Texto fornecido
··········

21/05/2016

O progressismo diante de um dilema após a publicação da Exortação “Amoris laetitia”



"Mas havia desde o início uma segunda posição dentro do chamado progressismo, a qual não se satisfazia com a mera adaptação cultural da Igreja".

Mathias von Gersdorff
Tradução do original alemão por Renato Murta de Vasconcelos

Frankfurt — Em entrevista ao “Frankfurter Rundschau”, diário alemão de orientação esquerdista, o Cardeal Karl Lehmann [foto abaixo] constata decepcionado que o documento Amoris laetitia alcançou repercussão bastante moderada na Alemanha:
 Karl Lehmann “Se atento para o eco público da carta papal ‘Amoris laetitia’, constato um rápido desinflar do interesse. Na verdade, hoje em dia as ondas de interesse suscitadas pela mídia vêm e voltam no total, numa sequência cada vez mais curta. Razão a mais para que os teólogos nas universidades e as publicações especializadas se ocupem do texto. Do contrário não passará de um golpe desferido na água. Até agora o distanciamento dos teólogos tem-me decepcionado e preocupado. O fato de o próprio Papa afirmar que lhe importa mais a pastoral do que a dogmática, isso não dispensa a teologia de continuar a pensar.”
A reação na Alemanha descrita pelo Cardeal Lehmann é consequência de diferentes expectativas e perspectivas existentes no chamado progressismo católico desde o seu início.
O que une todos os católicos de esquerda é o desejo de que a Igreja Católica se adapte ao mundo ou, pelo menos, que dele se aproxime fortemente. Essa aproximação, entretanto, não deve ser uma qualquer. Não, segundo católicos esquerdistas, a Igreja deveria adaptar-se às correntes ideológicas igualitárias, transformar-se de acordo com o pensamento igualitário reinante.

··········

Exercício proposto 1
Segundo o texto sobre a Amoris laetitia, a qual jornal o Cardeal Karl Lehmann concedeu a entrevista?
Exercício proposto 2
Transcreva palavra por palavra o trecho do texto sobre a Amoris laetitia que começa em "O que une todos" e segue até "pensamento igualitário reinante.".
Os registros são um material à parte, independente do texto.

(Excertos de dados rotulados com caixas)

··········

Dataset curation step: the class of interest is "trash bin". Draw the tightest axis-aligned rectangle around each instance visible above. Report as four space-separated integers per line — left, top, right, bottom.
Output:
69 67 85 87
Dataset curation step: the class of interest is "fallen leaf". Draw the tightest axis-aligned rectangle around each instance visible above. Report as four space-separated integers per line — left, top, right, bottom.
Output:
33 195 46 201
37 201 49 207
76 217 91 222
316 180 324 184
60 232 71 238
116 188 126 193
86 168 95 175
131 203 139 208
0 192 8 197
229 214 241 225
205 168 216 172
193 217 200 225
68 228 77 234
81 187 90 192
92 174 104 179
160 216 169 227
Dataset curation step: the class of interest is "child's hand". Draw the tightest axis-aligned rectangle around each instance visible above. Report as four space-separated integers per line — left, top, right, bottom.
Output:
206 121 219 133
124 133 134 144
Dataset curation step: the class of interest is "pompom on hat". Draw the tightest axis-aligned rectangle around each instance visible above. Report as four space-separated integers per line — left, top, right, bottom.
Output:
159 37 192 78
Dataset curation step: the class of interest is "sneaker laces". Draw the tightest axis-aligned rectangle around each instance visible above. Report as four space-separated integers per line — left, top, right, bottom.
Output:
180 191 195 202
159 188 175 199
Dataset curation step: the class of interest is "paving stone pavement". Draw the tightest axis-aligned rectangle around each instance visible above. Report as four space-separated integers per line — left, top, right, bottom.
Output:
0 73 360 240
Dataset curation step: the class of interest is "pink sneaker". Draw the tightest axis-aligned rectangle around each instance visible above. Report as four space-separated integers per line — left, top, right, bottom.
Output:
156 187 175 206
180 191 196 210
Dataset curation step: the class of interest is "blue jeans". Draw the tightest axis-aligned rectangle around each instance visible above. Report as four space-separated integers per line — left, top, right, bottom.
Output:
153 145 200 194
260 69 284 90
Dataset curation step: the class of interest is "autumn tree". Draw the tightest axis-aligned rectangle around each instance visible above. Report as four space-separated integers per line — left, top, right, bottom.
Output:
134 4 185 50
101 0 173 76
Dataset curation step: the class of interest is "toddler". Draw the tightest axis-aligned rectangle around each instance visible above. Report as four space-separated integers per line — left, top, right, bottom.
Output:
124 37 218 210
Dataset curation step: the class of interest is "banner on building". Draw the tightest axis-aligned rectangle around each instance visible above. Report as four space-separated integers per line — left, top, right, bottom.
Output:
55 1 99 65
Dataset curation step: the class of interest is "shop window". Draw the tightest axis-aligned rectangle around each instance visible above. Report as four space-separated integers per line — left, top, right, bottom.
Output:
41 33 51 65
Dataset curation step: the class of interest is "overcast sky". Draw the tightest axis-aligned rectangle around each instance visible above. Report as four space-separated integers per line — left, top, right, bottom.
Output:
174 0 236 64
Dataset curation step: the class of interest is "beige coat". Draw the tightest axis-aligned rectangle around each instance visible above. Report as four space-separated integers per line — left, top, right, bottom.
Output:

··········

Resposta completa 1
Ao “Frankfurter Rundschau”, diário alemão de orientação esquerdista.

Resposta completa 2
O que une todos os católicos de esquerda é o desejo de que a Igreja Católica se adapte ao mundo ou, pelo menos, que dele se aproxime fortemente. Essa aproximação, entretanto, não deve ser uma qualquer. Não, segundo católicos esquerdistas, a Igreja deveria adaptar-se às correntes ideológicas igualitárias, transformar-se de acordo com o pensamento igualitário reinante.